## PASSAGE
La vie éternelle, qu'a-t-on à y gagner?

Prédication du pasteur Alain Houziaux au temple de l'Etoile à Paris le 7 octobre 2001

On peut comprendre l'expression "la vie éternelle" de deux manières différentes.

Ou bien la vie éternelle, c'est une autre vie que notre vie d'aujourd'hui. Et dans ce cas, nous croyons que, après notre vie actuelle et notre mort, commencera une autre vie qui sera éternelle.

Ou bien la vie éternelle, c'est notre vie aujourd'hui. Et dans ce cas, nous pensons que c'est notre vie actuelle (et non pas une nouvelle vie) qui peut être considérée comme éternelle, et ce, même s'il est sûr que, dans quelques années, nous serons définitivement morts.

Pour moi, j'opte pour cette deuxième manière de comprendre ce qu'est "la vie éternelle". C'est aussi celle de l'Evangile de Jean.

Mais comment peut-on considérer que notre vie actuelle puisse être éternelle ?

Le temps et l'éternité

Pour le comprendre, citons d'abord quelques faits d'expérience. Ils nous montreront que ce qui passe ici et maintenant peut cependant continuer à exister "sur un autre plan de l'être", même après que cela ait pris fin.

Le dimanche 6 octobre 2001, de onze heures à onze heures vingt cinq, j'ai donné une prédication. Elle est terminée depuis longtemps. Mais elle a été enregistrée sur une cassette-audio. Et elle subsiste sur cette cassette. Ainsi, sur cette cassette, elle subsiste et elle subsistera encore longtemps, bien après qu'elle ait pris fin le dimanche six octobre à onze heures vingt cinq. Ma prédication a été "sauvée" ou mieux "sauvegardée" pour peut-être fort longtemps. Elle existe dans une mémoire qui, certes, n'est pas éternelle, mais qui cependant donne une existence à ma prédication bien longtemps après le moment où elle "s'est passée" (l'expression est suggestive) dans le temps.

De même, le texte que j'écris en ce moment, le lundi 7 octobre de 14 heures à 15 heures laisse une trace, une mémoire sur la feuille de papier que vous lisez. Il continue à avoir une forme d'existence qui, sans être éternelle, persiste même après le moment où je l'ai écrite.

De même, si le 8 décembre 1960, j'ai pris une photo de ma grand-mère qui est morte en 1985, l'"instantané" de la photographie qui a été pris d'elle passe sinon à l'éternité, du moins à la postérité.

Par ces exemples, nous voyons que ce qui se déroule et prend fin dans le temps peut néanmoins être sauvé, scellé, sauvegardé dans une mémoire qui transcende ce temps. Ce qui se passe dans le temps peut être recueilli, moissonné, aimanté, déposé dans une mémoire qui échappe à la fugacité du temps.

## EXTRAIT DES DONNÉES
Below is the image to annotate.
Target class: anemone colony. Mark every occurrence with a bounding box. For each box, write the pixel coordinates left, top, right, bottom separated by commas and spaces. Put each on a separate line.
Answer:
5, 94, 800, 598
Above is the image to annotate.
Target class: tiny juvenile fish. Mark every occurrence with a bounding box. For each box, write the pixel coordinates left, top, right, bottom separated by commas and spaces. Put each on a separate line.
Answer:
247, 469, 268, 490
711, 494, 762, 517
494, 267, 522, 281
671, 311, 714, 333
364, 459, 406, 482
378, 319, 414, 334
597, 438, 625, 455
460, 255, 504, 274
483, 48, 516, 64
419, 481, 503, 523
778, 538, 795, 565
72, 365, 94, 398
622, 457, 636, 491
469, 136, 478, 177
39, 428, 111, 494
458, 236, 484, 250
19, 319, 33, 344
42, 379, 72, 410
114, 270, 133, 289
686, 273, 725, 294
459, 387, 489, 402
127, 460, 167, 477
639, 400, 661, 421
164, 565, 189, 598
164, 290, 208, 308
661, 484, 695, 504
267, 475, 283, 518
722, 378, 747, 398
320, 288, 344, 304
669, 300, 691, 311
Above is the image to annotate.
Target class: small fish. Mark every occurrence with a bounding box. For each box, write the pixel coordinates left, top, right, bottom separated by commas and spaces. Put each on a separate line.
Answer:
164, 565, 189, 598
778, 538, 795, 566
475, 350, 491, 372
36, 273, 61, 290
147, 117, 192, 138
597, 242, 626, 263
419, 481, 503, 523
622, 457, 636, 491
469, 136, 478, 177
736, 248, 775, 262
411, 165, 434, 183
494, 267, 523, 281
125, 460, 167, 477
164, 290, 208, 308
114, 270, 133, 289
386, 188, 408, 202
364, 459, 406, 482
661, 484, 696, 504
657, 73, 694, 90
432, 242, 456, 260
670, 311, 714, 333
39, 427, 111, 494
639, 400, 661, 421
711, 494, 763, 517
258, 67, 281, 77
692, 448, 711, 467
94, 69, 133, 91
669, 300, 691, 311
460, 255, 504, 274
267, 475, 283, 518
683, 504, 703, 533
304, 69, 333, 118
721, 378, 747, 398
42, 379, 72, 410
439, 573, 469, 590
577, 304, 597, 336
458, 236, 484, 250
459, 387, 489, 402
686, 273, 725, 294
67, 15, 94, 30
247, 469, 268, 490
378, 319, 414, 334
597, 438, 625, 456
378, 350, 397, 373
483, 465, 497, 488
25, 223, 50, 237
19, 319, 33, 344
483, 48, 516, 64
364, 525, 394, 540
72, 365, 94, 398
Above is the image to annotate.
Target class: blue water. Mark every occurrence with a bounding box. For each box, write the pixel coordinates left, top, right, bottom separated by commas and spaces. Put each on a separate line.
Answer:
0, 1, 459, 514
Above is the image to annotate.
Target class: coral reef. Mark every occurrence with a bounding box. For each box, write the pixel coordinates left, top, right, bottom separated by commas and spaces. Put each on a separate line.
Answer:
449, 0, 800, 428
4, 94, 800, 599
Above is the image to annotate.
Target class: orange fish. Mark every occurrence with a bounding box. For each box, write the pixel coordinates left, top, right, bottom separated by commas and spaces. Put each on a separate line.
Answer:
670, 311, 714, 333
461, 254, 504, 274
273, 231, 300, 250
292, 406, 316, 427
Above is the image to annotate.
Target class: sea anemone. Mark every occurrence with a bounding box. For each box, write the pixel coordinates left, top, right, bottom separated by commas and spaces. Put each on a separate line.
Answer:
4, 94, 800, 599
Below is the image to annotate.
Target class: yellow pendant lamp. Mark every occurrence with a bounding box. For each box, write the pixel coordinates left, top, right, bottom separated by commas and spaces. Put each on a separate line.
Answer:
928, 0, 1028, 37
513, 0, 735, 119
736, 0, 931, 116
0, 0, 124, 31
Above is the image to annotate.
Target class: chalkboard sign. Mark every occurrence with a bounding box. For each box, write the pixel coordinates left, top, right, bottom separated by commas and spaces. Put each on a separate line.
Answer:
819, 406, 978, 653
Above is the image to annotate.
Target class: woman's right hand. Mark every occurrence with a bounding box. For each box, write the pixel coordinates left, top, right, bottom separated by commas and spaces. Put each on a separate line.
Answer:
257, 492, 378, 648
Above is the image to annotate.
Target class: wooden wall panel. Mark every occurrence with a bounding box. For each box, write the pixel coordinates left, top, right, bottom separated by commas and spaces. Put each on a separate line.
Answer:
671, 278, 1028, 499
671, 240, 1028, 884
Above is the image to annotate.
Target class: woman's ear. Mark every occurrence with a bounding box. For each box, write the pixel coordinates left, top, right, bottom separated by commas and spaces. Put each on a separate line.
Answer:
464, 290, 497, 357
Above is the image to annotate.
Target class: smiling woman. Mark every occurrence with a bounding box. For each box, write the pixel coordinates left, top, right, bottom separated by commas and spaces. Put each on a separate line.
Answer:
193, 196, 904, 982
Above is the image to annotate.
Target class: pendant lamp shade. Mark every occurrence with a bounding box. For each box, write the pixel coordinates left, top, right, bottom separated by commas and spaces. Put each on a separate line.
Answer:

## CONSIGNES DE TRAVAIL
• 1. Dans le dernier paragraphe du passage, relevez tous les participes passés qui disent ce que peut devenir ce qui se passe dans le temps.
• 2. Recopiez le passage à partir des mots « Pour le comprendre, citons » jusqu'aux mots « ait pris fin. » inclus, en mettant « exemples concrets » à la place de « faits d'expérience ».
• 3. Répondez à ces questions sur le passage :
(a) Dans quel temple la prédication a-t-elle été faite ?
(b) Laquelle des deux manières de comprendre la vie éternelle le pasteur choisit-il ?
(c) En quelle année la grand-mère photographiée est-elle morte ?
Pour répondre, servez-vous seulement du passage.

## LES RÉSULTATS
• 1. sauvé, scellé, sauvegardé, recueilli, moissonné, aimanté, déposé

• 2.
Pour le comprendre, citons d'abord quelques exemples concrets. Ils nous montreront que ce qui passe ici et maintenant peut cependant continuer à exister "sur un autre plan de l'être", même après que cela ait pris fin.

• 3.
(a) Au temple de l'Etoile, à Paris.
(b) La deuxième : la vie éternelle, c'est notre vie d'aujourd'hui.
(c) En 1985.